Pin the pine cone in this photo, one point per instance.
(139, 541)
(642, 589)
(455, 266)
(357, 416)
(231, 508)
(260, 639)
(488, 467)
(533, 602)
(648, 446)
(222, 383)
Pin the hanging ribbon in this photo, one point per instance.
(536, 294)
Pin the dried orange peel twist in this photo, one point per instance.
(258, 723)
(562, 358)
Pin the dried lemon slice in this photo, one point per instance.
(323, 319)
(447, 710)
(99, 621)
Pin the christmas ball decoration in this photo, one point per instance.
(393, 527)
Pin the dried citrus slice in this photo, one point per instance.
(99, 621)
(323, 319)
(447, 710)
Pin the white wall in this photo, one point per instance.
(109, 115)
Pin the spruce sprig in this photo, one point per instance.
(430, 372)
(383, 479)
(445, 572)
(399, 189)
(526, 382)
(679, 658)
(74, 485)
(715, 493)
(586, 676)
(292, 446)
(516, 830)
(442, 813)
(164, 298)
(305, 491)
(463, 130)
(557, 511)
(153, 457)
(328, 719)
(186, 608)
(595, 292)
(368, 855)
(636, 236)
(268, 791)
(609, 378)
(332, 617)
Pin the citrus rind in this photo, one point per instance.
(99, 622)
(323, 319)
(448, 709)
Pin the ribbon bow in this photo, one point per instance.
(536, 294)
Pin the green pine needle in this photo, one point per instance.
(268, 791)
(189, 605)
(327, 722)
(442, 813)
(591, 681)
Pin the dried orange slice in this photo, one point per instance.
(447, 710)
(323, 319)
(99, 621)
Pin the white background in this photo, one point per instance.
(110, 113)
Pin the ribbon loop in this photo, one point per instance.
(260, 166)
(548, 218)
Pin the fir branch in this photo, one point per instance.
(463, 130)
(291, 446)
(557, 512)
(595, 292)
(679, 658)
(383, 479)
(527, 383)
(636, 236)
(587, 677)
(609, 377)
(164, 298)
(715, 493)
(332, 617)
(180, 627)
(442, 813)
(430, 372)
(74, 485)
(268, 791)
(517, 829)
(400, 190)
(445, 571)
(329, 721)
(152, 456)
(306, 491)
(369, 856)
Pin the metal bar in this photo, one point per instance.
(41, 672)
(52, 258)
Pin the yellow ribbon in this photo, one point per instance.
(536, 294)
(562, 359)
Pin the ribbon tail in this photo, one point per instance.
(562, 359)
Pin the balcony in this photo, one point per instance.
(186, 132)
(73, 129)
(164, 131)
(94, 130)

Short task — All of the records must be repeated exactly.

Full output —
Pin the pine cone in this photo, one point per instance.
(139, 541)
(642, 589)
(455, 266)
(357, 416)
(231, 508)
(260, 639)
(488, 467)
(533, 602)
(648, 446)
(222, 383)
Pin the hanging ribbon in this photo, one point per instance.
(536, 294)
Pin the dried orange peel twist in this photo, one point per instance.
(258, 723)
(562, 358)
Pin the dried lemon slice in this photo, one point per instance.
(323, 319)
(447, 710)
(99, 621)
Pin the christmas ball decoration in this photo, one point per instance.
(393, 527)
Pin the dried citrus slice in this photo, one point per instance.
(99, 621)
(323, 319)
(447, 710)
Pin the white wall in this photo, one point per instance.
(109, 115)
Pin the spruce sprig in this photo, one point per instance.
(430, 372)
(383, 479)
(445, 572)
(399, 189)
(526, 382)
(679, 658)
(74, 485)
(715, 493)
(586, 676)
(292, 446)
(516, 830)
(442, 813)
(164, 298)
(305, 491)
(463, 130)
(557, 511)
(153, 457)
(328, 719)
(186, 608)
(595, 292)
(368, 855)
(636, 236)
(268, 791)
(609, 378)
(332, 617)
Pin the citrus rind in this photo, one point per instance.
(99, 622)
(323, 319)
(448, 709)
Pin the ribbon bow in this photo, one point per instance.
(536, 294)
Pin the green pine needle in this photo, one point per instance.
(268, 791)
(189, 605)
(327, 722)
(442, 813)
(591, 681)
Pin the dried orange slice in this photo, one point per instance.
(447, 710)
(323, 319)
(99, 621)
Pin the white background in this photo, one point per instance.
(110, 113)
Pin the ribbon loop in this photo, one point per instance.
(260, 166)
(548, 218)
Pin the fir branch in this photo, one point per instance.
(463, 130)
(291, 446)
(557, 512)
(595, 292)
(679, 658)
(383, 479)
(527, 383)
(636, 236)
(587, 677)
(609, 377)
(164, 298)
(715, 493)
(332, 617)
(180, 627)
(442, 813)
(430, 372)
(74, 485)
(268, 791)
(517, 829)
(400, 190)
(445, 571)
(329, 721)
(152, 456)
(306, 491)
(369, 856)
Pin the metal bar in this photo, one point per instance.
(41, 672)
(52, 258)
Pin the yellow ribbon in this photo, one point per instance.
(536, 294)
(562, 359)
Pin the ribbon tail in this photo, one point per instance.
(562, 359)
Pin the balcony in this photo, one point per instance.
(186, 132)
(73, 129)
(164, 131)
(94, 130)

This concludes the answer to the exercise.